───── Data section
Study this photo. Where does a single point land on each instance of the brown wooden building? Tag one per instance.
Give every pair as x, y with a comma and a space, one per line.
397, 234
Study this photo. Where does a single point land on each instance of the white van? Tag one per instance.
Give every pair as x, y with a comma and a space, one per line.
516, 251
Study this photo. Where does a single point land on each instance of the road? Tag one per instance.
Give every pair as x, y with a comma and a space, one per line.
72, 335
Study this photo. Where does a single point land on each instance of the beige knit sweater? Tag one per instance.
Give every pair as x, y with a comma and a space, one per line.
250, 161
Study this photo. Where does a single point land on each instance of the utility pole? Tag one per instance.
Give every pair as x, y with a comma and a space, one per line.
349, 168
──────────
◆ **Brief**
All of the material must be written out again exactly.

◆ **Solution to the exercise**
Study this photo. Where does a single point land on each instance of the brown wooden building? Tag one per instance.
Give every pair as x, y with a comma and a space, one per line.
397, 234
Study this photo. Where does a single point land on each instance of the white van? Tag one per instance.
Give every pair as x, y with a comma and a space, one per line.
516, 251
Study this photo. Where does a single point land on each instance of the road? Tag one per instance.
Give every pair as x, y with a comma and a space, one per line.
72, 335
Study this photo. Where does a single point land on each instance of the beige knit sweater? Tag one per instance.
Give every pair as x, y with a comma and a space, one per line.
250, 161
Study this photo. Where does a single point land on each instance of the utility pole? Tag one per instance.
Give every pair as x, y with a comma and a space, one per line.
349, 168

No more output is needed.